• Anweisungen:
- A) Übersetze diesen Satz aus dem Textauszug über Boston ins Englische: „Auch in Boston wird gegen zu hohe Mieten demonstriert, allerdings in sehr überschaubarem Ausmaß.“
- B) Zitiere aus dem Textauszug über Boston die Stelle zwischen „Unser Flug geht“ und „uns passierten Städte.“, beide eingeschlossen.

• Textauszug:
****************************************

Unser Flug geht erst am nächsten Tag, so bleiben uns auch noch 1 ½ Tage Zeit, um noch ein bisschen durch Boston zu schlendern. Eine deutlich lebendigere Stadt als die sonst auf dieser Reise von uns passierten Städte.



Auch in Boston wird gegen zu hohe Mieten demonstriert, allerdings in sehr überschaubarem Ausmaß.



Und auch in Boston können wir dem Müll nicht entgehen. Das hier ist die absolut landesübliche Servierweise von 2 Sandwiches, ein Stück Kuchen und 2 Kaffee/Tee zum HIER ESSEN. Schön, dass bei uns jetzt die Plastikstrohhalme verboten sind.

****************************************

• Gespeicherte Daten:

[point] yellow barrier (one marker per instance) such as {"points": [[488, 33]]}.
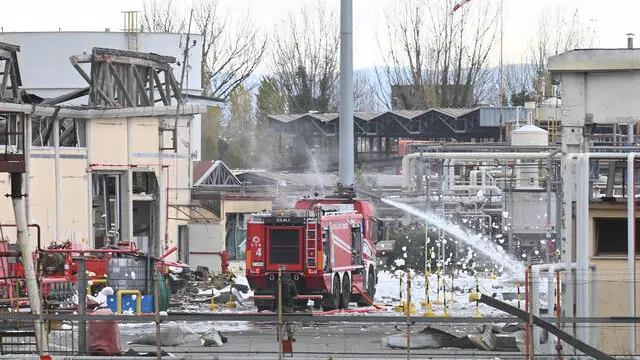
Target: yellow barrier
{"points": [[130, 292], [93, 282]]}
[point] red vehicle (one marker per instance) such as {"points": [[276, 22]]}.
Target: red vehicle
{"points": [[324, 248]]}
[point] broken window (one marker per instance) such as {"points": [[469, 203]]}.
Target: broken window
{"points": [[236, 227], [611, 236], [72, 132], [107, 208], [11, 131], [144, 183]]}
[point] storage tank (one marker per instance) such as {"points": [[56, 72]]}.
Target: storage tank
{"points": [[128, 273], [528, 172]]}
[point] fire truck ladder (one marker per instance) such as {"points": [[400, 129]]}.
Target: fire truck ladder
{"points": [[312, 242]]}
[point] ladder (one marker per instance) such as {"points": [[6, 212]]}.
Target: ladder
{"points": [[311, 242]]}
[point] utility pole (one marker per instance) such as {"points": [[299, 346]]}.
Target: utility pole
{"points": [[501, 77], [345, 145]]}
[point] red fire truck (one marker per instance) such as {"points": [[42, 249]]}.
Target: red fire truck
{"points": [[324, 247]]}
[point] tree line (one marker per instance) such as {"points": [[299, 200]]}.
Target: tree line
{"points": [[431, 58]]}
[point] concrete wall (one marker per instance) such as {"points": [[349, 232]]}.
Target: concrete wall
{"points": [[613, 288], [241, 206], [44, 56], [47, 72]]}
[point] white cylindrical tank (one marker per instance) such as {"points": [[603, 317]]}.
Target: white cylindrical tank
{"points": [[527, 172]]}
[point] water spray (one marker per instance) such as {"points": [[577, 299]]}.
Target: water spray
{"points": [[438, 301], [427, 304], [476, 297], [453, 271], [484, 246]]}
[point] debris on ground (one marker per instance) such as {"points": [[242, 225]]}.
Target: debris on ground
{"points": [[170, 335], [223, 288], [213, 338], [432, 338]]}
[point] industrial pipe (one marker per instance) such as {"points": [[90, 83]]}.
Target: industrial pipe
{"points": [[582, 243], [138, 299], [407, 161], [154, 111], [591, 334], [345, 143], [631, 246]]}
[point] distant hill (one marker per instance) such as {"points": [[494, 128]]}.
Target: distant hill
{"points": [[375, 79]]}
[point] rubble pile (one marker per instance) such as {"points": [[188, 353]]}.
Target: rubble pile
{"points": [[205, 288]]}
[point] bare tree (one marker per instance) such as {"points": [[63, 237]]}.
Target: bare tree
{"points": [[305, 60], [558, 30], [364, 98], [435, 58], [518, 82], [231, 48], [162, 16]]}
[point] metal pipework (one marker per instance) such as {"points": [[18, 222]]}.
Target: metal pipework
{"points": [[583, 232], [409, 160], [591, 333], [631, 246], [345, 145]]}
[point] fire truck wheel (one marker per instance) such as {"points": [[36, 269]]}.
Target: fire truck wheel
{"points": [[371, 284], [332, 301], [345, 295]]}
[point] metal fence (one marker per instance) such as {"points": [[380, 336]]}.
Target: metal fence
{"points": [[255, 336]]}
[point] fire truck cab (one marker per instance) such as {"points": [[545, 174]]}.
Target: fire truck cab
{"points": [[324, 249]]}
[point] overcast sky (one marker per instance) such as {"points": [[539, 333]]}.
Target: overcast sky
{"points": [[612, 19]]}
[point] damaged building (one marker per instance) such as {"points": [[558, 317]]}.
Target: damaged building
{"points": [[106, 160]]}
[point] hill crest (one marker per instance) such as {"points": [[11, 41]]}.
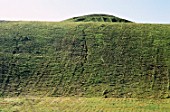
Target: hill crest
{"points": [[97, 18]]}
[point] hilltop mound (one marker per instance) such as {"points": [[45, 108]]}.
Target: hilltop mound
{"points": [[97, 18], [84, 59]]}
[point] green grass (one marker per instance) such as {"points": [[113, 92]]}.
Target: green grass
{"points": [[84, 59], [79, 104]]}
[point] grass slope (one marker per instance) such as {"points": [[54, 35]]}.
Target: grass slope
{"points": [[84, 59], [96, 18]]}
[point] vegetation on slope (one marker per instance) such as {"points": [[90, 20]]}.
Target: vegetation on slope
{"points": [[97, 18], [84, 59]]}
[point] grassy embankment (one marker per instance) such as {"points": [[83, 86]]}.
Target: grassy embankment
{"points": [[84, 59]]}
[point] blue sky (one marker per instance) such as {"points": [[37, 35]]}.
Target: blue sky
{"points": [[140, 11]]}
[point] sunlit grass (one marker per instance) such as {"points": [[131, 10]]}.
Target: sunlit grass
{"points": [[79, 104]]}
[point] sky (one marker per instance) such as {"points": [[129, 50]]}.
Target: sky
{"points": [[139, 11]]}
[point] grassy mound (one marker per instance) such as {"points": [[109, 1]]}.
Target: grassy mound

****************************************

• Antworten je Aufgabe:
- A) In Boston, too, people are protesting against excessively high rents, though on a very modest scale.

- B)
Unser Flug geht erst am nächsten Tag, so bleiben uns auch noch 1 ½ Tage Zeit, um noch ein bisschen durch Boston zu schlendern. Eine deutlich lebendigere Stadt als die sonst auf dieser Reise von uns passierten Städte.